- _PROBLEM TO WORK ON_: Update the records below by changing each "Result" to "Found", leaving everything else as it stands. Omit the pictures from your answer.

Saved entries:

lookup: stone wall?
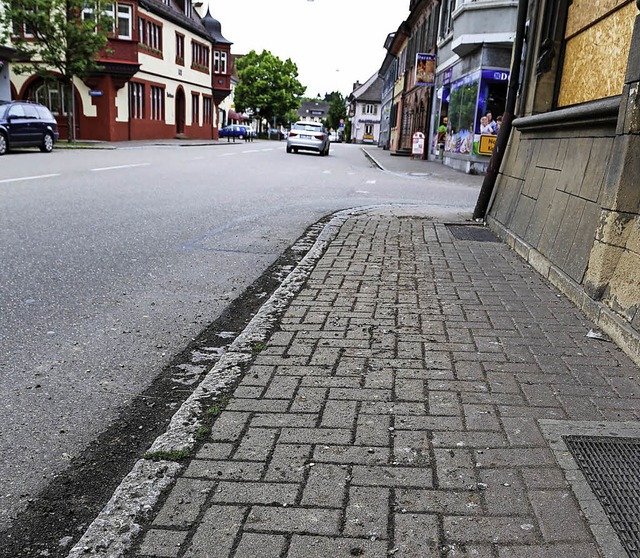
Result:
[487,1,640,364]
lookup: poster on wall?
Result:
[415,52,436,86]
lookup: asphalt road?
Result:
[0,141,478,531]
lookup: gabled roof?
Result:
[138,0,233,45]
[349,72,382,103]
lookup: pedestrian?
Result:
[486,111,498,134]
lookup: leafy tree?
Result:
[234,50,305,133]
[324,91,347,130]
[0,0,113,141]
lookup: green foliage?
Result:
[234,50,305,128]
[325,91,347,130]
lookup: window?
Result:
[202,97,213,124]
[191,93,200,126]
[82,4,133,40]
[191,41,210,72]
[151,85,164,120]
[439,0,456,39]
[138,17,162,54]
[129,81,144,118]
[176,33,184,66]
[220,52,227,74]
[33,83,67,116]
[115,4,133,40]
[213,50,227,74]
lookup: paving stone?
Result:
[264,444,312,483]
[529,490,592,542]
[244,506,342,536]
[287,535,388,558]
[137,529,188,558]
[212,481,299,505]
[153,478,215,529]
[343,486,390,540]
[443,516,538,545]
[393,514,442,558]
[184,506,247,558]
[234,533,286,558]
[300,463,348,508]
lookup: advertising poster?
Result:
[416,52,436,86]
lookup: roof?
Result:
[138,0,233,45]
[349,72,382,103]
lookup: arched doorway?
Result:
[176,91,187,138]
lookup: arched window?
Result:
[29,81,68,116]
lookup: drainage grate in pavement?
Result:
[447,225,500,242]
[563,436,640,558]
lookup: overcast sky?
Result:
[209,0,410,97]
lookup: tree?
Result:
[234,50,305,133]
[0,0,114,141]
[324,91,347,135]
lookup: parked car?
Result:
[287,120,329,155]
[218,124,250,139]
[240,124,258,138]
[0,101,58,155]
[269,128,285,140]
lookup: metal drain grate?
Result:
[447,225,500,242]
[564,436,640,558]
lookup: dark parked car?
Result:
[218,124,253,139]
[0,101,58,155]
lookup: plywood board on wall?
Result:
[565,0,632,38]
[558,0,638,107]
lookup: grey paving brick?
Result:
[250,413,318,428]
[153,478,210,529]
[264,440,312,482]
[432,431,509,450]
[209,409,251,442]
[184,459,264,481]
[233,428,278,461]
[138,529,188,558]
[300,463,348,508]
[344,486,390,540]
[393,514,442,558]
[529,490,592,542]
[212,481,299,506]
[287,535,388,558]
[498,543,601,558]
[463,404,501,431]
[234,533,286,558]
[443,516,538,545]
[394,488,483,515]
[244,506,342,536]
[184,506,247,558]
[313,446,391,465]
[355,414,392,446]
[351,465,433,488]
[320,400,358,428]
[196,442,233,459]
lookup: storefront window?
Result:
[444,72,480,154]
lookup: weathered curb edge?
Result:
[67,204,399,558]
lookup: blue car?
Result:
[0,101,58,155]
[218,124,249,139]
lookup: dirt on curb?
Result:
[0,216,331,558]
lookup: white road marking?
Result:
[91,163,151,172]
[0,174,60,183]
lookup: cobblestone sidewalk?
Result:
[134,212,640,558]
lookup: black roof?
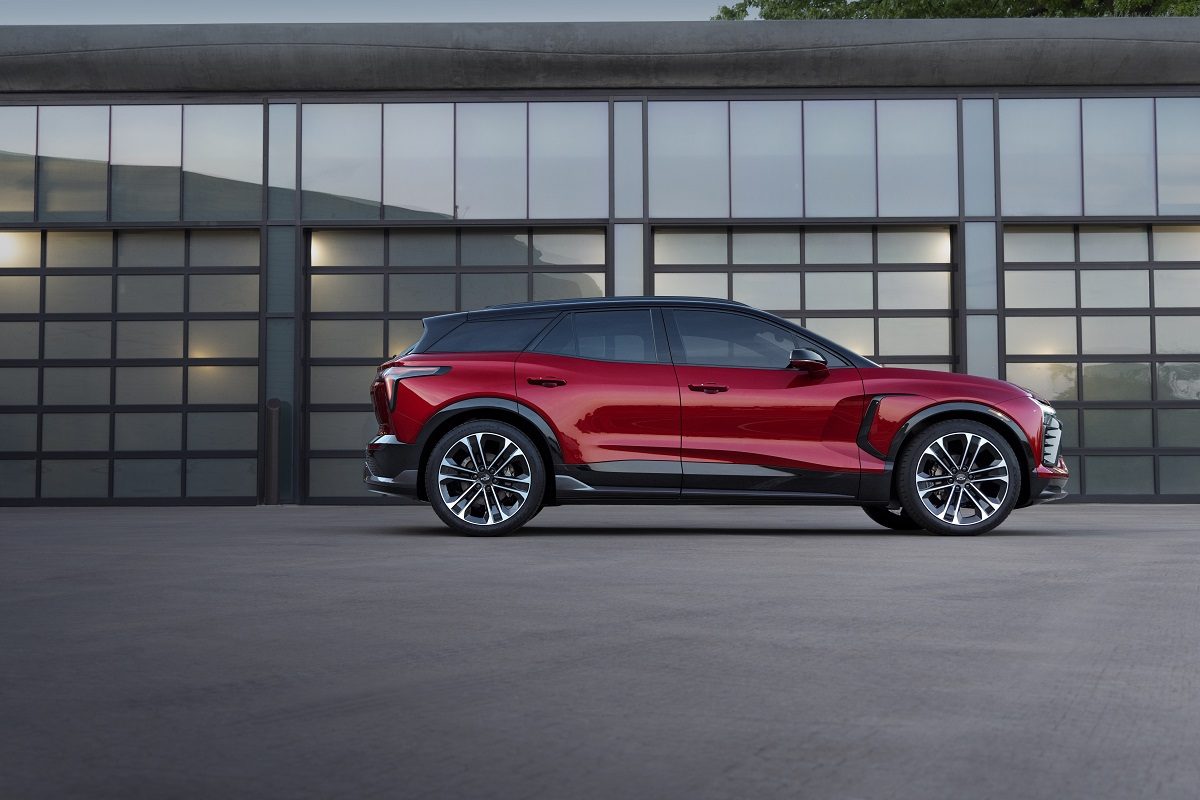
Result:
[467,295,750,319]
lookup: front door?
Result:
[516,308,680,497]
[666,308,864,497]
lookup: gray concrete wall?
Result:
[0,18,1200,92]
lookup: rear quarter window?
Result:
[426,317,552,353]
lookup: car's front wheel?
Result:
[896,420,1021,536]
[425,420,546,536]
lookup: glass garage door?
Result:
[653,227,954,371]
[305,227,608,503]
[0,228,260,504]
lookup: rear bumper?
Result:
[362,435,421,498]
[1024,458,1070,506]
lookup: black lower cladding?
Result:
[362,437,421,498]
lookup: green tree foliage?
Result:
[713,0,1200,19]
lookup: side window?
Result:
[672,309,841,369]
[534,308,658,363]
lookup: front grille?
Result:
[1042,413,1062,467]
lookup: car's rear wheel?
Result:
[425,420,546,536]
[896,420,1021,536]
[863,506,920,530]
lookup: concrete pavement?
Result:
[0,505,1200,800]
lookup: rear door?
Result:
[516,308,682,497]
[665,308,864,497]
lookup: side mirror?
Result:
[787,348,829,377]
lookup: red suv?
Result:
[364,297,1067,536]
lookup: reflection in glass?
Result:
[1154,97,1200,215]
[1084,97,1154,216]
[308,319,385,359]
[42,458,108,498]
[880,272,950,308]
[383,103,454,219]
[116,230,184,267]
[187,367,258,404]
[462,230,529,266]
[1079,225,1148,261]
[1004,317,1078,355]
[804,100,876,217]
[878,228,950,264]
[1006,362,1079,401]
[530,272,605,300]
[648,102,730,217]
[455,103,528,219]
[43,320,113,359]
[388,273,456,313]
[1079,270,1150,308]
[112,106,184,222]
[46,231,112,270]
[804,229,874,264]
[116,367,182,405]
[187,275,258,313]
[1158,408,1200,450]
[0,275,41,314]
[184,104,263,221]
[310,275,383,312]
[44,275,113,314]
[804,272,875,311]
[1154,270,1200,308]
[733,272,803,311]
[654,272,730,300]
[1154,317,1200,353]
[654,230,730,265]
[1081,317,1150,353]
[1084,408,1154,447]
[0,106,37,222]
[1158,361,1200,401]
[1158,456,1200,494]
[529,103,608,218]
[962,100,996,217]
[533,230,605,266]
[1084,456,1154,494]
[612,102,643,217]
[0,230,42,270]
[1004,225,1075,264]
[37,106,108,222]
[730,101,804,217]
[300,103,383,219]
[1000,100,1082,216]
[461,272,529,311]
[266,103,296,219]
[1004,270,1075,308]
[1084,362,1150,402]
[113,458,182,498]
[733,230,800,264]
[876,100,959,217]
[1154,225,1200,261]
[388,230,455,266]
[188,230,260,266]
[311,230,383,266]
[880,317,950,355]
[187,319,258,359]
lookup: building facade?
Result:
[0,20,1200,504]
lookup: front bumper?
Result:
[362,435,421,498]
[1024,458,1070,506]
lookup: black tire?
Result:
[896,420,1024,536]
[863,506,920,530]
[425,420,546,536]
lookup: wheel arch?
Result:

- _COMPLETE RESPONSE_:
lookup: stone wall?
Found:
[487,1,640,364]
lookup: poster on wall?
Found:
[415,52,436,86]
lookup: asphalt road?
Found:
[0,141,478,531]
lookup: gabled roof?
Found:
[138,0,233,45]
[349,72,382,103]
lookup: pedestrian?
Found:
[486,111,498,134]
lookup: leafy tree?
Found:
[234,50,305,133]
[324,91,347,130]
[0,0,113,141]
lookup: green foliage?
Found:
[234,50,305,128]
[325,91,347,130]
lookup: window?
Found:
[202,97,213,124]
[191,93,200,126]
[82,4,133,40]
[191,41,210,72]
[151,85,164,120]
[439,0,456,39]
[138,17,162,54]
[129,81,144,118]
[176,33,184,66]
[220,52,227,74]
[33,83,67,116]
[115,4,133,40]
[213,50,227,74]
lookup: paving stone?
Found:
[264,444,312,483]
[529,490,592,542]
[244,506,342,536]
[287,535,388,558]
[137,529,188,558]
[212,481,299,505]
[153,478,215,529]
[343,486,390,540]
[443,516,538,545]
[393,514,442,558]
[184,506,247,558]
[234,533,286,558]
[300,463,348,508]
lookup: advertising poster?
Found:
[416,52,436,86]
lookup: roof?
Found:
[138,0,233,45]
[349,72,382,103]
lookup: arched doorway?
Found:
[176,91,187,138]
lookup: arched window?
Found:
[29,81,68,116]
lookup: drainage grate in pavement?
Found:
[447,225,500,242]
[563,436,640,558]
lookup: overcast sky?
Found:
[209,0,410,97]
lookup: tree?
Found:
[234,50,305,133]
[0,0,114,141]
[324,91,347,135]
lookup: parked car?
Found:
[287,120,329,155]
[218,124,250,139]
[240,124,258,138]
[0,101,58,155]
[269,128,285,140]
lookup: metal drain grate?
Found:
[447,225,500,242]
[564,436,640,558]
lookup: dark parked car?
Found:
[218,124,253,139]
[0,101,58,155]
lookup: plywood board on wall?
Found:
[565,0,632,38]
[558,0,638,107]
lookup: grey paving brick?
Found:
[250,413,318,428]
[153,478,210,529]
[264,440,312,482]
[432,431,509,450]
[209,409,251,442]
[184,459,264,481]
[233,428,278,461]
[138,529,188,558]
[300,463,348,508]
[344,486,390,540]
[393,514,442,558]
[529,490,592,542]
[212,481,299,506]
[287,535,388,558]
[498,543,601,558]
[463,404,501,431]
[234,533,286,558]
[443,516,538,545]
[394,488,483,515]
[244,506,342,536]
[184,506,247,558]
[313,446,391,465]
[355,414,392,446]
[351,465,433,488]
[320,400,358,428]
[196,442,233,459]
lookup: storefront window?
Found:
[444,72,480,154]
lookup: weathered curb edge?
Found:
[67,204,399,558]
lookup: blue car?
Found:
[0,101,58,155]
[218,124,249,139]
lookup: dirt on curb?
Found:
[0,216,331,558]
lookup: white road marking?
Found:
[91,163,151,172]
[0,174,60,183]
lookup: cobblestone sidewalk?
Found:
[134,212,640,558]
lookup: black roof?
Found:
[467,295,750,319]
lookup: front door?
Found:
[516,308,680,497]
[666,308,864,497]
lookup: gray concrete wall?
Found:
[0,18,1200,92]
lookup: rear quarter window?
Found:
[426,317,552,353]
lookup: car's front wheel?
Found:
[896,420,1021,536]
[425,420,546,536]
lookup: glass garage door?
Found:
[653,227,954,371]
[305,227,608,503]
[0,228,260,504]
lookup: rear bumper?
Found:
[362,435,421,498]
[1024,458,1070,506]
lookup: black lower cladding?
Found:
[362,437,421,498]
lookup: green tree foliage?
Found:
[713,0,1200,19]
lookup: side window?
Found:
[672,309,841,369]
[534,308,658,363]
lookup: front grille?
Found:
[1042,413,1062,467]
lookup: car's rear wheel?
Found:
[425,420,546,536]
[896,420,1021,536]
[863,506,920,530]
lookup: concrete pavement?
Found:
[0,505,1200,800]
lookup: rear door?
Found:
[516,308,682,497]
[665,308,864,497]
lookup: side mirror?
Found:
[787,348,829,377]
lookup: red suv?
Found:
[364,297,1067,536]
lookup: reflection in glass?
Found:
[1154,97,1200,215]
[1084,97,1154,216]
[308,319,385,359]
[42,458,108,498]
[880,272,950,308]
[383,103,454,219]
[116,230,184,267]
[187,367,258,404]
[462,230,529,266]
[1079,225,1148,261]
[1004,317,1078,355]
[804,100,876,217]
[878,228,950,264]
[1006,362,1079,401]
[530,272,605,300]
[648,102,730,217]
[455,103,528,219]
[43,320,113,359]
[388,273,456,313]
[1079,270,1150,308]
[112,106,184,222]
[46,231,112,270]
[804,229,874,264]
[116,367,182,405]
[187,275,258,313]
[1158,408,1200,450]
[0,275,41,314]
[184,104,263,221]
[310,275,383,312]
[44,275,113,314]
[804,272,875,311]
[1154,270,1200,308]
[733,272,803,311]
[654,272,730,300]
[1154,317,1200,353]
[654,230,730,265]
[1081,317,1150,353]
[1084,408,1154,447]
[0,106,37,222]
[1158,361,1200,401]
[1158,456,1200,494]
[529,103,608,218]
[962,100,996,217]
[533,230,605,266]
[1084,456,1154,494]
[612,102,643,217]
[0,230,42,270]
[1004,225,1075,264]
[37,106,108,222]
[730,101,804,217]
[300,103,383,219]
[1000,100,1082,216]
[461,272,529,311]
[266,103,296,219]
[1004,270,1075,308]
[1084,362,1150,402]
[113,458,182,498]
[733,230,800,264]
[876,100,959,217]
[1154,225,1200,261]
[388,230,455,266]
[188,230,260,266]
[311,230,383,266]
[880,317,950,355]
[187,319,258,359]
lookup: building facade?
Found:
[0,20,1200,504]
lookup: front bumper?
Found:
[362,435,421,498]
[1024,458,1070,506]
lookup: black tire?
Found:
[896,420,1024,536]
[863,506,920,530]
[425,420,546,536]
lookup: wheel arch?
Found:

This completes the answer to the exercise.